## Saved entries

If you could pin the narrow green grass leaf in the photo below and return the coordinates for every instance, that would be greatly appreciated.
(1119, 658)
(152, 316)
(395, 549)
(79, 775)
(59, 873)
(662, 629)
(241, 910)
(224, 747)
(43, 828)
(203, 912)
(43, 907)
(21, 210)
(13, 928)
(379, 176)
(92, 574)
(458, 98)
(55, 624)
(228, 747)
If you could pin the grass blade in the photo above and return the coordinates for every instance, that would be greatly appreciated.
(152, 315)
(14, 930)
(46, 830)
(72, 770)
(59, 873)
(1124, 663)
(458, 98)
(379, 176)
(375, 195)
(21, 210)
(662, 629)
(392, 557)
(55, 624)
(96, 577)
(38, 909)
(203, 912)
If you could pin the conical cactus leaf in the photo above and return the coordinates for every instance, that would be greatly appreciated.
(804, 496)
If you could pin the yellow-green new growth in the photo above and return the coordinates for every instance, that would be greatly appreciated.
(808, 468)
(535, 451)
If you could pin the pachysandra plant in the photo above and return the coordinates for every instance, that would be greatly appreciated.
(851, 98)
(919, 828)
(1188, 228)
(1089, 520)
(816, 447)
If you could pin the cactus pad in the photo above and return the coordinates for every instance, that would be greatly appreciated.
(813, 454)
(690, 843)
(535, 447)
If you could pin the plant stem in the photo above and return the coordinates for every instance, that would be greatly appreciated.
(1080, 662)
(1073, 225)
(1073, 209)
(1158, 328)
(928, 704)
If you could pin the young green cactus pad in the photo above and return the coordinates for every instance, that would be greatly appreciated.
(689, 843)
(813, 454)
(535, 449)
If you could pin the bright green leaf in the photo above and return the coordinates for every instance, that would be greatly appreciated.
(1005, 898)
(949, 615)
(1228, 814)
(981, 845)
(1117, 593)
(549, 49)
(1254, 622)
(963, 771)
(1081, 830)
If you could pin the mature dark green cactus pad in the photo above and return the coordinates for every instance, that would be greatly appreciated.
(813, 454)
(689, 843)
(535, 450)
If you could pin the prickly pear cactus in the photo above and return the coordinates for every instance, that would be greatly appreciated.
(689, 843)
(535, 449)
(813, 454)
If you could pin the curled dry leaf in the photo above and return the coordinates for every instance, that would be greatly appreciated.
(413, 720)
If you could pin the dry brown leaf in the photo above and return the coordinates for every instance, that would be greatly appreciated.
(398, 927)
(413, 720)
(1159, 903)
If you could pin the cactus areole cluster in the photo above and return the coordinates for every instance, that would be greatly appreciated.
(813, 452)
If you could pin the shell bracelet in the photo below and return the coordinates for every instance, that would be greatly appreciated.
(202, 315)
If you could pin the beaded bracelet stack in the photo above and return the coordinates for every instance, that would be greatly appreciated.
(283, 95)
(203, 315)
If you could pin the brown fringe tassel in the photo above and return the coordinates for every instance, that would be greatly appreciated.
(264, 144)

## PROBLEM DETAILS
An exact copy of every line above, start to finish, is required.

## SOLUTION TO THE EXERCISE
If you could pin the narrow green grass leaf in the photo below and return the coordinates for every instance, that would be greatly appreciated.
(1119, 658)
(152, 316)
(395, 549)
(79, 775)
(59, 873)
(662, 629)
(241, 910)
(224, 747)
(43, 828)
(203, 912)
(43, 907)
(21, 210)
(13, 928)
(379, 176)
(92, 574)
(458, 98)
(55, 624)
(228, 747)
If you could pin the grass blade in the photo above and return the coordinates for every instance, that would be greatly appreciated.
(152, 315)
(14, 930)
(46, 830)
(72, 770)
(59, 873)
(1124, 663)
(458, 98)
(379, 176)
(375, 195)
(21, 210)
(662, 629)
(392, 557)
(55, 624)
(96, 577)
(38, 909)
(203, 912)
If you could pin the conical cactus leaf in the photo above and return the coordinates for every instance, that would be greatly appreciated.
(804, 496)
If you could pin the yellow-green new growth in the photo above and return the coordinates for every instance, that would be greatly appreciated.
(808, 468)
(535, 451)
If you could pin the pachysandra plant in the photo above and return the coordinates for every instance, that would be greatly appreciated.
(851, 98)
(919, 828)
(1188, 228)
(1089, 520)
(816, 447)
If you could pin the cactus pad in the photo above and return the coordinates for every instance, that would be greatly appreciated.
(813, 454)
(690, 843)
(535, 447)
If you could pin the plant stem in the photo above and return the coordinates for every instance, that would be greatly appreciated.
(1080, 662)
(1073, 225)
(1073, 209)
(1158, 328)
(928, 704)
If you could pin the young green cactus pad in the photo above and return the coordinates for every instance, that would be greatly appreciated.
(689, 843)
(813, 454)
(535, 449)
If you could pin the bright green leaf in the photo above and return the coordinates for every instance, that would be greatly appreciated.
(1005, 898)
(949, 615)
(1228, 814)
(981, 845)
(1117, 593)
(549, 49)
(1254, 622)
(963, 771)
(1081, 830)
If you could pin the mature dark green cactus pad in the photo above and return the coordinates for every instance, that would be greatly appreciated.
(813, 454)
(689, 843)
(535, 450)
If you could pin the prickly pear cactus in the photo above and return the coordinates for every instance, that would be greatly appreciated.
(689, 843)
(535, 449)
(813, 454)
If you could pin the curled dry leaf in the photo above and return the coordinates for every instance, that would be greatly appreciated.
(413, 720)
If you could pin the dry brown leaf in the photo above and return the coordinates for every instance, that would be greatly appreciated.
(398, 927)
(413, 720)
(1159, 903)
If you could pin the cactus areole cluster in the photo above and return the coordinates for every instance, that would be greatly appreciated.
(813, 452)
If you could pin the shell bracelet in the photo below and return the coordinates for every instance, that would be greatly appreciated.
(202, 315)
If you could pin the beaded bracelet stack in the photo above and return the coordinates for every instance, that would be greatly appreciated.
(283, 95)
(203, 315)
If you could pin the brown fringe tassel in the photo above and return the coordinates for every instance, that would be greatly appreciated.
(264, 144)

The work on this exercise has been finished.